▶ [SUPPLIED TEXT]
On Monday, Anthropic filed its lawsuit against the Department of Defense over being designated as a supply chain risk. Hours later, nearly 40 employees from OpenAI and Google — including Jeff Dean, Google’s chief scientist and Gemini lead — filed an amicus brief in support of Anthropic’s lawsuit, detailing their concerns over the Trump administration’s decision and the technology’s risks and implications.
The news follows a dramatic few weeks for Anthropic, in which the Trump administration labeled the company a supply chain risk — a designation typically reserved for foreign companies that the government deems a potential risk to national security in some way — after Anthropic stood firm on two red lines regarding acceptable use cases for military use of its technology: domestic mass surveillance and fully autonomous weapons (or AI systems with the power to kill with no human involvement). Negotiations broke down, followed by public insults and other AI companies stepping in to sign contracts allowing “any lawful use” of their technology.
The supply chain risk designation not only prevents Anthropic from working on military contracts, it also blacklists other companies if they used Anthropic products in their line of work for the Pentagon, forcing them to uproot Claude if they wished to maintain their lucrative contracts. As the first model cleared for classified intelligence, however, Anthropic’s tools are already deeply integrated into the Pentagon’s work — so much so that just hours after Defense Secretary Pete Hegseth announced the designation, the U.S. military reportedly used Claude in the campaign that killed the leader of Iran, Ayatollah Ali Khamenei.

▶ [DATA]
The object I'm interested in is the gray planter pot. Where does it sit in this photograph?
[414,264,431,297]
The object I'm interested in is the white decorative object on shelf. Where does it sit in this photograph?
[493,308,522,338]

▶ [ACTIVITY 1]
List every company named in the article on Anthropic's lawsuit.
▶ [ACTIVITY 2]
Using the article on Anthropic's lawsuit, answer yes or no to each statement and quote the words that decide it. (a) Nearly 40 employees from OpenAI and Google filed an amicus brief supporting Anthropic. (b) A supply chain risk designation is typically reserved for domestic companies. (c) The designation also affects other companies that used Anthropic products in their work for the Pentagon.

▶ [RESPONSE 1]
Anthropic, OpenAI, Google

▶ [RESPONSE 2]
(a) Yes: "nearly 40 employees from OpenAI and Google — including Jeff Dean, Google’s chief scientist and Gemini lead — filed an amicus brief in support of Anthropic’s lawsuit"
(b) No: "a designation typically reserved for foreign companies that the government deems a potential risk to national security in some way"
(c) Yes: "it also blacklists other companies if they used Anthropic products in their line of work for the Pentagon"